> _Problem to solve_:
Although the records contain pictures, the copy must not; reproduce everything else in them exactly.

> _Given records_:
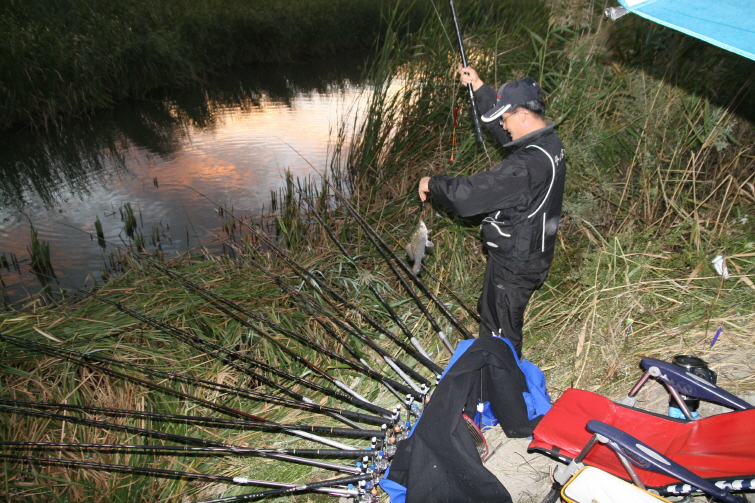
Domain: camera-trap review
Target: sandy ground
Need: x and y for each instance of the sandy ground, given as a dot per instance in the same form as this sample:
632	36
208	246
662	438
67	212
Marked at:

> _Written response_:
Domain: camera-trap review
Target: sandy ground
Need: x and y for each instance of the sandy ground, given as a dot per instance in the same form as this sample:
632	36
208	246
662	438
67	212
Marked at:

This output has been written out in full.